▸ Photo-based point labeling data
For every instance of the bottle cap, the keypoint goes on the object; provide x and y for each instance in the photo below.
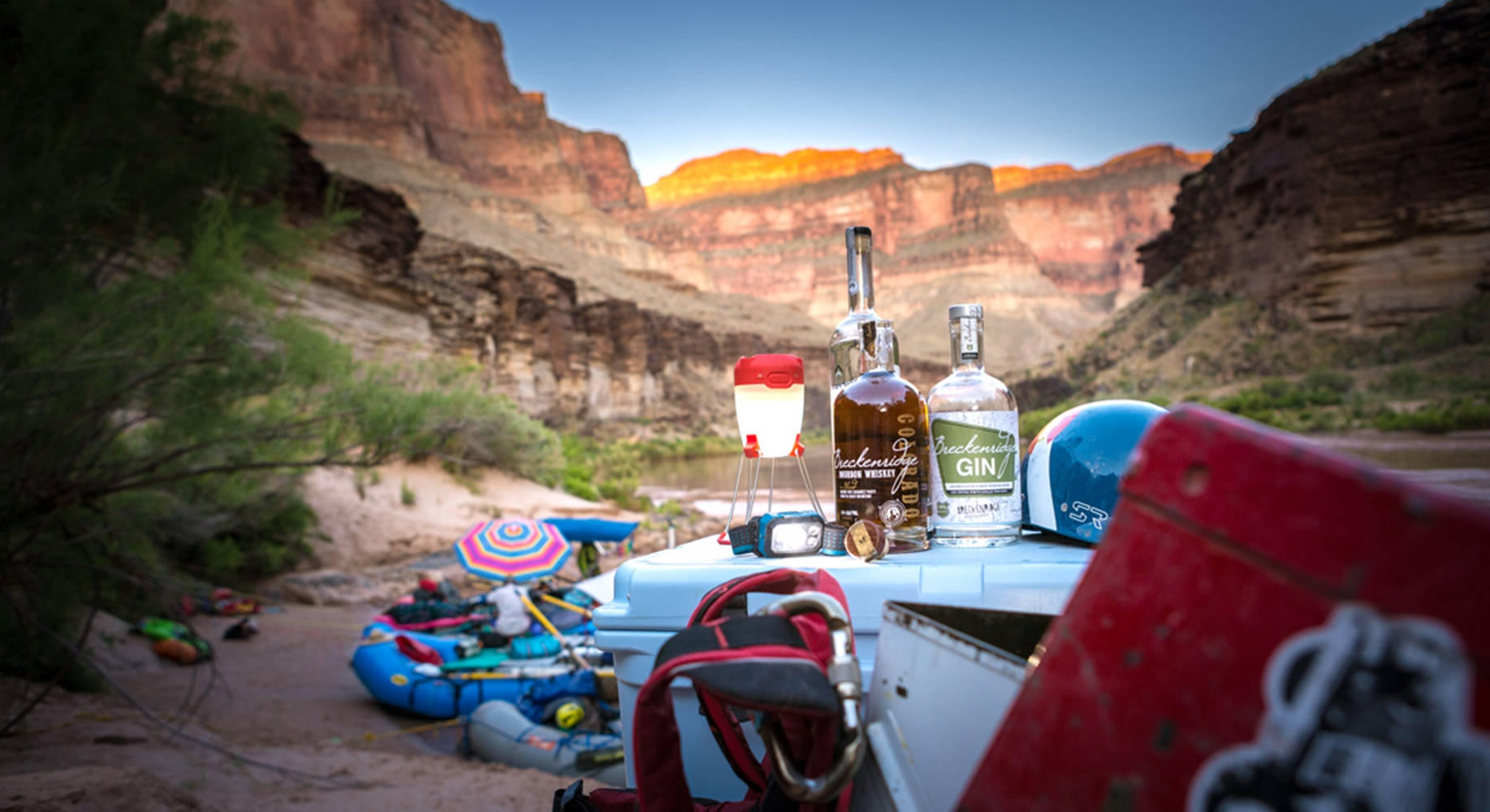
(866, 541)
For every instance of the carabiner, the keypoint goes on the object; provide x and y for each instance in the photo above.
(844, 674)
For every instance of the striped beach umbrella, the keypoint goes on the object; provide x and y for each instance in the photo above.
(513, 550)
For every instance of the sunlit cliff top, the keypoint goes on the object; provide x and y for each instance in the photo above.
(747, 171)
(1008, 179)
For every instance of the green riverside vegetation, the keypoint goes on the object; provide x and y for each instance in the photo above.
(157, 407)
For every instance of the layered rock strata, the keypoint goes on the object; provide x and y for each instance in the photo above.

▸ What the exercise asks
Starting with the line that contains "For every instance of the carabiner, the", print each line through the last one in the listing. Include both end lines and add nothing.

▸ Written answer
For every instance of the carabiner, the keypoint goes on the object; provide x and y for each instance in the photo above.
(844, 674)
For every instance of the striped beach umbrella, the keypoint goes on the object; provide x and y for each instance in the photo above.
(513, 550)
For every instance of the sunlit cliff top, the keypoint goes on the object; provide x and y for each instance in the photo above.
(747, 171)
(1008, 179)
For every instance of the green riverside vegetation, the keypoint goes on the object; provide x and y for each instance in the photo above.
(157, 407)
For every instance of the layered rock strata, the keypoint goes on the object; provide x and y for each instance in the photo above.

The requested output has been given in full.